Exercise prompt
Set down all of the entries word for word, omitting the images they contain.

Entries from a dataset
▼

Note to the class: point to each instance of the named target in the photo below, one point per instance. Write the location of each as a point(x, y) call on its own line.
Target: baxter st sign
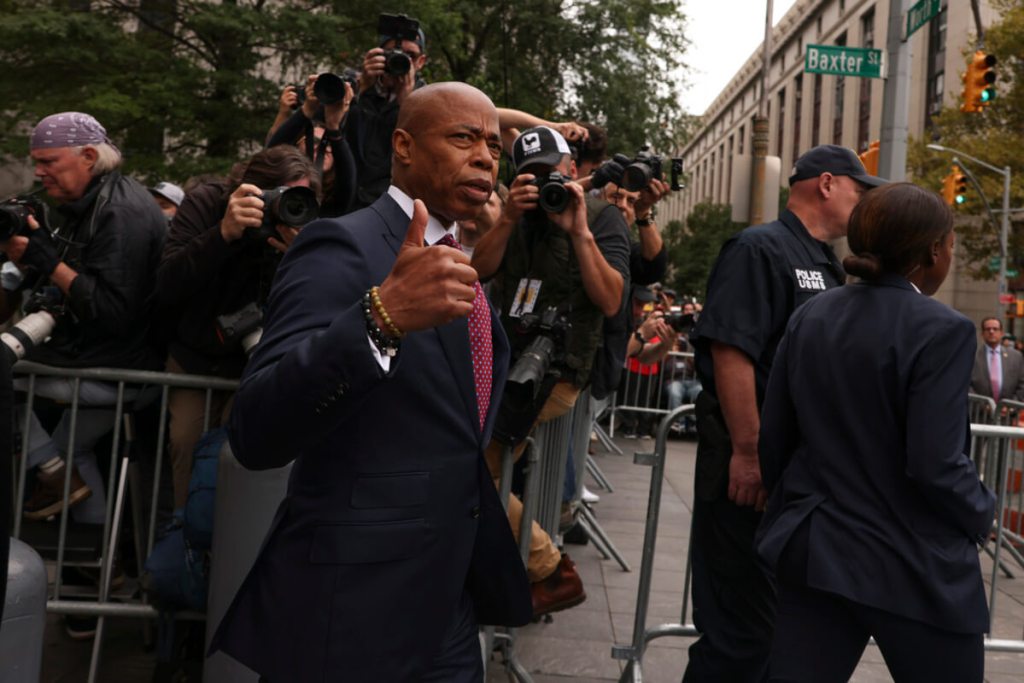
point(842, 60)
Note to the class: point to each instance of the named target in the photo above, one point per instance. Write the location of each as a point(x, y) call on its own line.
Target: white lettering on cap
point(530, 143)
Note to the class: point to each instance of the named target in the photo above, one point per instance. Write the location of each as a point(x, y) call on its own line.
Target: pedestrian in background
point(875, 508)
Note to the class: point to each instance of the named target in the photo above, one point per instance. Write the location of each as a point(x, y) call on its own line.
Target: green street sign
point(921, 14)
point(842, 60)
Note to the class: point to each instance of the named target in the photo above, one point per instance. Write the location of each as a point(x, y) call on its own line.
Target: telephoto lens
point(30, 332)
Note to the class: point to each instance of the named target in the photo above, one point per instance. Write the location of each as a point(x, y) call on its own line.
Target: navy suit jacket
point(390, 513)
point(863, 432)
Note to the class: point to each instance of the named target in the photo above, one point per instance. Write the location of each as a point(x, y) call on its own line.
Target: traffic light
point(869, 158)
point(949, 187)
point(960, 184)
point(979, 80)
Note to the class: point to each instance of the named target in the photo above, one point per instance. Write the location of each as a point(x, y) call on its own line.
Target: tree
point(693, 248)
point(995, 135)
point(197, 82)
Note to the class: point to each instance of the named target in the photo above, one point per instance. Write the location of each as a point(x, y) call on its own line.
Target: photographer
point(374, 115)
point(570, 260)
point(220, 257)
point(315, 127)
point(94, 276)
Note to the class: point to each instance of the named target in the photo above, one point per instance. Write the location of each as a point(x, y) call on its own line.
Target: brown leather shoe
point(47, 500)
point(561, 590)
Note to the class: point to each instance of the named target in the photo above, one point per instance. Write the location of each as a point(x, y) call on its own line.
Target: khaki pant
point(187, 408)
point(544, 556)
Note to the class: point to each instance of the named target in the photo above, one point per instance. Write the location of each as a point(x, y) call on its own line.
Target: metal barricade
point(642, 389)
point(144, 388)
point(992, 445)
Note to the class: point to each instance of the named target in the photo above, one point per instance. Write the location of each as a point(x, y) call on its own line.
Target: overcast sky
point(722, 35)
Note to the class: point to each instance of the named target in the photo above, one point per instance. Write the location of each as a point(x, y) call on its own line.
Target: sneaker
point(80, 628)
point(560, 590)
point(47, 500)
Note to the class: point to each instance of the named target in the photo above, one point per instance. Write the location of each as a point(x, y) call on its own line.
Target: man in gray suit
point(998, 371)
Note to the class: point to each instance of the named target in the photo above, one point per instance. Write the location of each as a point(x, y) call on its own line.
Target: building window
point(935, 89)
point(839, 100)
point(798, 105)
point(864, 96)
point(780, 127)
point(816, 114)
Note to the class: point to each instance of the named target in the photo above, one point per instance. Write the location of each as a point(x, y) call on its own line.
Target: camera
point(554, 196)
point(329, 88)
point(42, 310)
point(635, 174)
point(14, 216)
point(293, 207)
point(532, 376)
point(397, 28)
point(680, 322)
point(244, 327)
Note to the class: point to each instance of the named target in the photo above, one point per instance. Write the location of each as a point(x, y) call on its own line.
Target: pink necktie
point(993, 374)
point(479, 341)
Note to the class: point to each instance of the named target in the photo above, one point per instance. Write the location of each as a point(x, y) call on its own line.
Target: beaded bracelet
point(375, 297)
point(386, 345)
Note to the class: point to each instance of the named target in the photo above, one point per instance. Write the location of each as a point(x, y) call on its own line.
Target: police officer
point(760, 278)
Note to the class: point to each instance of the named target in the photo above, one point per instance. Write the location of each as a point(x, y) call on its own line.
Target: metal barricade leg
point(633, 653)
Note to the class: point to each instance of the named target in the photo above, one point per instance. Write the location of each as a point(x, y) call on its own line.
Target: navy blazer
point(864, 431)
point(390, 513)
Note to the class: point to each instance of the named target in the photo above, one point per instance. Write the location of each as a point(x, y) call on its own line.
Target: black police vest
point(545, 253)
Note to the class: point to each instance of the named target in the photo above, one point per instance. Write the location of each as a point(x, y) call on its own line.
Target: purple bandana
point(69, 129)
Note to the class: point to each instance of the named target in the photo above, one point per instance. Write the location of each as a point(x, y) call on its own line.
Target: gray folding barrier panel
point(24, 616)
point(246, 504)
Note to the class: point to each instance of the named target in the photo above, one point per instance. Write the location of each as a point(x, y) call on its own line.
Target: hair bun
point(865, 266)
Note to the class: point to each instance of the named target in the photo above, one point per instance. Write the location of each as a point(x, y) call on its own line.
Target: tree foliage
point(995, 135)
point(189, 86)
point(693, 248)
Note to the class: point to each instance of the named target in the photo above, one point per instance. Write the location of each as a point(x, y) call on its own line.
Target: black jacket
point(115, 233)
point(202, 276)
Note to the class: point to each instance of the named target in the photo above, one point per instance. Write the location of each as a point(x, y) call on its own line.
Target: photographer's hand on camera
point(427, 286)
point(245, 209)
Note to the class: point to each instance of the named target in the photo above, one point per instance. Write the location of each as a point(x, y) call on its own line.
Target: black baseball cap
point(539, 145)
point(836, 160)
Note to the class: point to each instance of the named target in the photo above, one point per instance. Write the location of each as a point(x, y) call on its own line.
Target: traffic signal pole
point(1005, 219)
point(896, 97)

▲

Expected answer
Note to the class: point to each instance of the named target in the photo below, one point per instance. Write the location of each as a point(x, y) call on its own line.
Target: baxter st sign
point(842, 60)
Note to the class: point to each instance of the named target in the photo above, one point per instance. Write the location of each as a point(x, y) call on its own line.
Target: white lettering on cap
point(530, 143)
Note to the class: point to each instance of the named target in the photo above, one point per instance. Write the location of each as a point(x, y) call on its own line.
Target: pedestrian in background
point(875, 508)
Note to the class: point to each instance of the named target in the photo above, one point per instance. Write the location of each as a point(x, y) call on its own line.
Target: green street sign
point(921, 14)
point(842, 60)
Note to the class: point to each instance of the named target in the photo above, one point per instance. Write the location of each as a point(x, y) call on its own line.
Target: telephoto lens
point(30, 332)
Note to the class: point to each instance of the named target in the photo above, one point per instance. Write the location of each as a point(x, y) call on its own line.
Target: navy suit jacket
point(390, 513)
point(863, 432)
Note to the class: point to each instance of the named target in the photo above, one point per instance. Write the location of each as a point(x, y) call on its own line.
Target: traffic light
point(869, 158)
point(949, 187)
point(960, 184)
point(979, 80)
Note to the class: point to each instance of the named target in the photo above, one point per instance. Write the location of each as a point(x, y) call on its own line.
Target: tree
point(693, 248)
point(995, 135)
point(197, 82)
Note to the class: point to each instance of the named target in the photo above, one point per instance. Write the location of each as a point(x, y) call on its own line.
Target: photographer
point(374, 115)
point(570, 260)
point(220, 257)
point(315, 127)
point(94, 276)
Note to the class: point to each instance of the named target in the photo above, one point per instance. Write the location of each as a point(x, y) call on its own line.
Target: brown leather shoe
point(47, 500)
point(561, 590)
Note to the class: point to each instance of the named target in the photo above, one point per instance. Write the location of each as a point(x, y) call on its own line.
Target: khaki pant
point(187, 408)
point(544, 556)
Note to the class: point to each instance of the named target in the photo above, one point per instance. Write the location of each as a point(x, y) call on its own line.
Target: metal barricade
point(642, 389)
point(144, 388)
point(992, 445)
Note to the class: point to each instance of the named target in the photo above, one point per instance. Write the location of each as a point(x, y) call on its own line.
Target: overcast sky
point(722, 35)
Note to the class: point to each instance of the named target in the photo above, one point per instance. Write the location of each as a point(x, y) call on its own line.
Target: sneaker
point(80, 628)
point(560, 590)
point(47, 500)
Note to the class: point to each instance of the named target in the photo above, one point per instance. Write the location of each as a point(x, y) call on its own line.
Target: man in gray suit
point(998, 371)
Note to the class: point to each instance of the named target in the photo above, one point per instance. Write the location of each as a point(x, y) call on its own line.
Target: building window
point(935, 89)
point(839, 100)
point(798, 105)
point(864, 96)
point(780, 127)
point(816, 114)
Note to the class: point to each instance of the named target in the photo above, one point per instance. Write the location of each as a point(x, y) call on its own line.
Target: camera
point(554, 196)
point(329, 88)
point(42, 310)
point(635, 174)
point(14, 216)
point(293, 207)
point(532, 376)
point(397, 28)
point(680, 322)
point(244, 327)
Note to the class: point to each instance of the named target in the photo above, one point per instance. Write the location of each as a point(x, y) call on its own line.
Target: pink necktie
point(993, 374)
point(479, 341)
Note to the class: point to each instance of the named target in the photo above, one point per instance. Write the location of each as a point(x, y) call on its own line.
Target: beaded bracelet
point(375, 297)
point(386, 345)
Note to the class: point to each instance of the named target in the photo above, one point per instance. Write the location of each as a point(x, y) call on its own line.
Target: police officer
point(760, 278)
Note to the class: point to each instance of the named target in the photo above, one point per instance. Write the location of each as a point(x, y) call on its own line.
Target: metal barricade leg
point(633, 653)
Note to the class: point to each instance of the named target in the photo above, one point per instance. Write the location of each as a point(x, y) call on its own line.
Target: navy blazer
point(864, 431)
point(390, 513)
Note to the class: point to each instance of the named target in the photo above, one point per instance. Write the location of each as a point(x, y) call on its own line.
Target: black police vest
point(545, 253)
Note to the class: point to each instance of the named target in the photo above, one point per instance. Write the location of each as a point(x, y) call on its own line.
Target: purple bandana
point(69, 129)
Note to the class: point to each instance of the named target in the photo above, one point per instance. Write the location of each as a point(x, y) call on its own line.
Target: gray folding barrier panel
point(24, 616)
point(246, 504)
Note to the class: point to each instance of the named target in the photo above, one point per instance. Write the location of each as a point(x, y) call on its own line.
Target: hair bun
point(865, 266)
Note to the class: point to each instance of the named target in the photo above, one point per instance. Write the location of each as a point(x, y) call on its own line.
Target: tree foliage
point(995, 135)
point(189, 86)
point(693, 248)
Note to the class: point to each instance of the named target in the photo above, one point per instance. Write the location of each as a point(x, y) call on its own line.
Target: black jacket
point(115, 233)
point(202, 276)
Note to the class: point to each instance of the named target in the photo above, one point per instance. Write the location of each as a point(x, y) call on its own line.
Target: photographer's hand on camera
point(427, 286)
point(245, 209)
Note to the class: point to each instance of the named target in the photo above, one point per instance. Write the location of each as a point(x, y) call on its own line.
Target: black baseball cap
point(539, 145)
point(836, 160)
Note to the class: point to each instance of the named target in the photo above, one point per instance. Write the location of each as a point(x, y) call on its own line.
Target: traffic signal pole
point(1005, 219)
point(896, 97)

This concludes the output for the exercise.